# Problem description
Pick out each line below that contains "tree", matching upper and lower case exactly, and copy those lines out.
-.-.-
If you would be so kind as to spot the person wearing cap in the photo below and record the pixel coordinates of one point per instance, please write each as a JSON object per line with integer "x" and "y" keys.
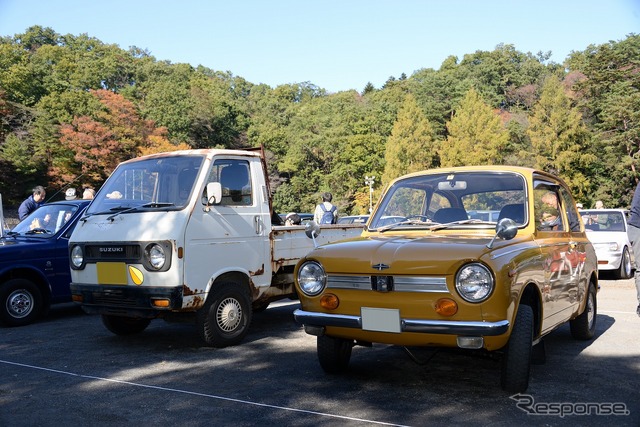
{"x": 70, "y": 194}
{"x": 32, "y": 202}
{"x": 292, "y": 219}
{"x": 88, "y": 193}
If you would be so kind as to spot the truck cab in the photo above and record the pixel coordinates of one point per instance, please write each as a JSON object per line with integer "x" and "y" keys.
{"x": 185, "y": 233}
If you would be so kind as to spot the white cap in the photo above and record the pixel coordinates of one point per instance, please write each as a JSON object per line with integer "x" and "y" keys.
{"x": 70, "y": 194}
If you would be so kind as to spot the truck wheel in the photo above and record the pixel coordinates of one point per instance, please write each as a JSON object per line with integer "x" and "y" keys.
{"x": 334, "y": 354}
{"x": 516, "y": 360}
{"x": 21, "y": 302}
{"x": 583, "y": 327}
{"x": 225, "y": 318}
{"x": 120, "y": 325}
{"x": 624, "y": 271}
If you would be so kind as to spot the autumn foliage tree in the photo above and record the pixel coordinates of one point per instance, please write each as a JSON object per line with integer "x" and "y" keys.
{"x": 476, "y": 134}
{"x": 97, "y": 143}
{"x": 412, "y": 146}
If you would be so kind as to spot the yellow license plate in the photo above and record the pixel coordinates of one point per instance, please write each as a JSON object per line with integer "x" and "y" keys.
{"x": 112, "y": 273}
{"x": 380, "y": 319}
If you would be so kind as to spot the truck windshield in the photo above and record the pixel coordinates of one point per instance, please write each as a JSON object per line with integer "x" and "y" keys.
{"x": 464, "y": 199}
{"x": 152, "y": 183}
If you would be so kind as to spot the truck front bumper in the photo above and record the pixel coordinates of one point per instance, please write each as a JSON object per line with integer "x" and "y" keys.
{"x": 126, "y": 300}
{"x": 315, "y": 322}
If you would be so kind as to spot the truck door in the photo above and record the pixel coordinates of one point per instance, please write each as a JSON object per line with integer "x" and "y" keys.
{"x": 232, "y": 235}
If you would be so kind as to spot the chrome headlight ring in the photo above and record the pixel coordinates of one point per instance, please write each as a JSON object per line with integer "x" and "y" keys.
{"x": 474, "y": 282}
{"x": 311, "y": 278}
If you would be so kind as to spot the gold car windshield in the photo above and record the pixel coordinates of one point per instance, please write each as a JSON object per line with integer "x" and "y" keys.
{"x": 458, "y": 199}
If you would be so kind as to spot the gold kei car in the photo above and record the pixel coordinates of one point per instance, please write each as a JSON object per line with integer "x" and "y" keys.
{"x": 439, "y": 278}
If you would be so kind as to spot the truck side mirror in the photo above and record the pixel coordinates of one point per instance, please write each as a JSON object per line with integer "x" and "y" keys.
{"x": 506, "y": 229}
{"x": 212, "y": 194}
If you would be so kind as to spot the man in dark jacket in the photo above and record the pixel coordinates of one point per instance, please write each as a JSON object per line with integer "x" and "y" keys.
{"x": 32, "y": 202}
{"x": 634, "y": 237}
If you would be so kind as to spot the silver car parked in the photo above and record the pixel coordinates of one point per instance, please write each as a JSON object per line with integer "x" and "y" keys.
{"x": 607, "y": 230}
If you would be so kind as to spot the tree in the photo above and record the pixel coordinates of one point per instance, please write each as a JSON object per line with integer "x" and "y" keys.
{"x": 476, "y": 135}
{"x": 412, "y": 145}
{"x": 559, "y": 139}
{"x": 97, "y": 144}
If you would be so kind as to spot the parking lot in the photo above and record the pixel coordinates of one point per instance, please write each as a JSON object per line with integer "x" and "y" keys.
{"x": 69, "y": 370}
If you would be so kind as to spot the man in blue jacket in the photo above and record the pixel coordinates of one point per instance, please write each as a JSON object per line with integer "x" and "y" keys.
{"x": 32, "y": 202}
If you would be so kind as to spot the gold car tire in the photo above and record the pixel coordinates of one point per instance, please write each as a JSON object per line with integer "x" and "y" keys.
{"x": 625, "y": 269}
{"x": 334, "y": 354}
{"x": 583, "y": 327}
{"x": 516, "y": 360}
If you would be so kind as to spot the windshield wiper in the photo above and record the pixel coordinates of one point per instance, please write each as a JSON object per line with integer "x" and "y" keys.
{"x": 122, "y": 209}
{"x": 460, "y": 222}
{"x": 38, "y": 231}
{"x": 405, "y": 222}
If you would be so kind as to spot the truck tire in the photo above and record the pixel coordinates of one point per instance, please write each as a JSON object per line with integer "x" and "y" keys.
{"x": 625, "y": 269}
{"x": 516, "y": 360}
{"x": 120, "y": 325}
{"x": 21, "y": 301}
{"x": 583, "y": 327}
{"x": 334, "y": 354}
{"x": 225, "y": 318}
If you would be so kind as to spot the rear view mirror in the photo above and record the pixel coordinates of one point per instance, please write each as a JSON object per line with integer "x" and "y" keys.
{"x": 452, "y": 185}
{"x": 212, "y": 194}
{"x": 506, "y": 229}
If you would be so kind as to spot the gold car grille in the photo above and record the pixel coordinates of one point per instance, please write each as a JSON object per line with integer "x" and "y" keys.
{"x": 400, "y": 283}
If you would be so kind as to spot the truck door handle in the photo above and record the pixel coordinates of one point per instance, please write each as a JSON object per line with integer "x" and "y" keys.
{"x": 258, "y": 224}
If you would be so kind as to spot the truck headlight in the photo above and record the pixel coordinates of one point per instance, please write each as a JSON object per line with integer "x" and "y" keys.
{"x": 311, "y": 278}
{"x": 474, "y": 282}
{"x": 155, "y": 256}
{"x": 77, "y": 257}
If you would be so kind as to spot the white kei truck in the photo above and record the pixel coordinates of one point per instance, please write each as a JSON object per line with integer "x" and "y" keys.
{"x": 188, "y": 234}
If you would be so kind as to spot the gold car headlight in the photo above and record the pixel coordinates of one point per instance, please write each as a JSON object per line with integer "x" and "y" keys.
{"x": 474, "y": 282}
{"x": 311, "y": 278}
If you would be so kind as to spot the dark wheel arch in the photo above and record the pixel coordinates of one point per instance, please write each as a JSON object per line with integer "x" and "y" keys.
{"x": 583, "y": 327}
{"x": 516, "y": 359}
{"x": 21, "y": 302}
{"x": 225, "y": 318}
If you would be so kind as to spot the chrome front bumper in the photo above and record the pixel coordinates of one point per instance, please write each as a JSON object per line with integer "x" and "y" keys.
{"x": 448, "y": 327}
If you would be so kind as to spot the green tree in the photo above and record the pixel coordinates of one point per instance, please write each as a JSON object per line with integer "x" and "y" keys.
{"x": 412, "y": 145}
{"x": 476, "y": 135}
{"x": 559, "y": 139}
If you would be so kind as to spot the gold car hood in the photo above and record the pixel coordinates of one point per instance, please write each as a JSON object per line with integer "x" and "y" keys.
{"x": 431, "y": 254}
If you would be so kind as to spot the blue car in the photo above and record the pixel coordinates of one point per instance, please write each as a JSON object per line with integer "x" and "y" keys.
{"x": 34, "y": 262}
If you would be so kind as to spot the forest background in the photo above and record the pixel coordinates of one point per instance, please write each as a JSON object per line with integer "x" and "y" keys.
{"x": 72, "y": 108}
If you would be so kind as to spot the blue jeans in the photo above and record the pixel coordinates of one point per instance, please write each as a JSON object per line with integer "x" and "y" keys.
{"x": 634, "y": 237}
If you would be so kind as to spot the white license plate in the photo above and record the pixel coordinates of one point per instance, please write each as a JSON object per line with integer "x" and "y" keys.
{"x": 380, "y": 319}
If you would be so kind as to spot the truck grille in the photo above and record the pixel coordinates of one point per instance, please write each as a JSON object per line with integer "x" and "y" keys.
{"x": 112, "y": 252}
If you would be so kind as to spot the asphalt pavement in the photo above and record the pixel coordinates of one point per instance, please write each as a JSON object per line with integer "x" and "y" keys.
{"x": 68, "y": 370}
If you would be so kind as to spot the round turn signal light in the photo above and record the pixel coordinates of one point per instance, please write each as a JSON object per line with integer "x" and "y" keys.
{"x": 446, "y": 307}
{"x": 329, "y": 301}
-.-.-
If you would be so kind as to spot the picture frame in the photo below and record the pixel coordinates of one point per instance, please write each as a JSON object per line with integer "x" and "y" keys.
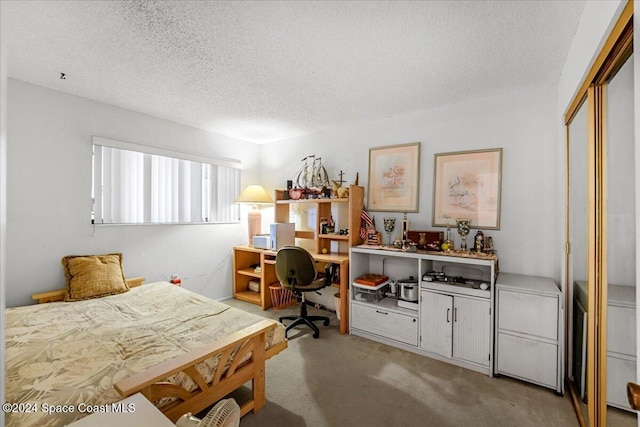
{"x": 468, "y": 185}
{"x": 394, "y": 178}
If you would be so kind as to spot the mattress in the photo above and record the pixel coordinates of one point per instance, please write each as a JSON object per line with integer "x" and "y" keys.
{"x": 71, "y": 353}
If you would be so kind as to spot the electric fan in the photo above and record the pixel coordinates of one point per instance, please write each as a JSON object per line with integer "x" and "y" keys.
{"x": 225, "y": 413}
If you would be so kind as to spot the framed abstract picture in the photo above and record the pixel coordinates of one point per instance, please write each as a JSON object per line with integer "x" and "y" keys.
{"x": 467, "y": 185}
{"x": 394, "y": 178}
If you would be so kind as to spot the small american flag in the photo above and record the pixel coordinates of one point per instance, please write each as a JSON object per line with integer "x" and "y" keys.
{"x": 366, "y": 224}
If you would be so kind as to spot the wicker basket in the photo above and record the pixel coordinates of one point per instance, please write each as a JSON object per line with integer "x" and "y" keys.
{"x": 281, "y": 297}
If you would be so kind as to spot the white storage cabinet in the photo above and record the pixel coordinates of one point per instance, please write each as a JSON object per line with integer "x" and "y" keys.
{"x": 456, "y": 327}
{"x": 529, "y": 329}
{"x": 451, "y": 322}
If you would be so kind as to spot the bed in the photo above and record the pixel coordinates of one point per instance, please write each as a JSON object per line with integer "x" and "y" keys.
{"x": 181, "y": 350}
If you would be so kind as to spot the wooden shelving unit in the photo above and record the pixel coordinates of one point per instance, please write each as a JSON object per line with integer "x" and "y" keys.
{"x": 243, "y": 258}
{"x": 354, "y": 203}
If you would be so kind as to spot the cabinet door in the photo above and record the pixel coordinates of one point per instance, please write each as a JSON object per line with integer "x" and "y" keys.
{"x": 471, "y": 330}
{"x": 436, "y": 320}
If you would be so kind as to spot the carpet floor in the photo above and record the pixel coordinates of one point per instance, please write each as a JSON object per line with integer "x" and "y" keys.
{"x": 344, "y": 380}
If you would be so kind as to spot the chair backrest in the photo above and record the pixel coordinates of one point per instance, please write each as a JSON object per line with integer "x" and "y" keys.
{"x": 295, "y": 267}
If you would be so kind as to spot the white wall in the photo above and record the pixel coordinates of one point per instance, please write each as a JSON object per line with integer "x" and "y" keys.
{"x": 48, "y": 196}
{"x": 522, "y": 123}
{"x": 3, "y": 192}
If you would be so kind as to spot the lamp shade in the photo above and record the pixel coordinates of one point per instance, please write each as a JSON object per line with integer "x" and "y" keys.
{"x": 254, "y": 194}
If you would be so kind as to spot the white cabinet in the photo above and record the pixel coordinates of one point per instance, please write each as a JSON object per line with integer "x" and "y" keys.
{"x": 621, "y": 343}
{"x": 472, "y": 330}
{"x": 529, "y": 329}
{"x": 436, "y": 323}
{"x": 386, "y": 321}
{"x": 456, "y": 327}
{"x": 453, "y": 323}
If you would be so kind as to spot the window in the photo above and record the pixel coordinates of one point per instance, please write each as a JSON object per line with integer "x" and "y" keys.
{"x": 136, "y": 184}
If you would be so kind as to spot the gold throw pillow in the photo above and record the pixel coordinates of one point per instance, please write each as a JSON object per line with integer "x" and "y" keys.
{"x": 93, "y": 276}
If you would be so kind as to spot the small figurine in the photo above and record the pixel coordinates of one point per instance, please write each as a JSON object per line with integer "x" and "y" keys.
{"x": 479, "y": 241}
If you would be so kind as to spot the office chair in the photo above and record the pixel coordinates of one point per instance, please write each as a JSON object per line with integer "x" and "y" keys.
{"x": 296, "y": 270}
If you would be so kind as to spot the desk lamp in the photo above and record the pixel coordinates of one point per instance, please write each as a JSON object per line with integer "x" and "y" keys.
-.-.-
# Exercise answer
If you would be so kind as to spot the autumn foliage tree in the photo above and record the pixel coordinates of one point per instance, please write each as a JSON object per line with integer "x" and "y" keys.
If you would be so kind as to spot the tree in the photo above and record the pixel coordinates of one point per instance, please write each as a JSON object per line with integer "x" and "y" keys.
If you would be so kind as to spot the green tree in the photo above and record the pixel coordinates of one point per instance, please write each as a JSON object per line with integer "x" and "y" keys.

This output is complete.